▸ MATERIAL PROVIDED:
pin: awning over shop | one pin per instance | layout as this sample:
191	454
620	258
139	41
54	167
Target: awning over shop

▸ WORK TO DO: Present the lines above as a JSON list of strings with one string per line, omitting any blank lines.

▸ WRITTEN SOLUTION:
[
  "pin: awning over shop | one pin per instance | layout as this sample:",
  "191\t454",
  "620\t258",
  "139\t41",
  "54\t167",
  "Target: awning over shop"
]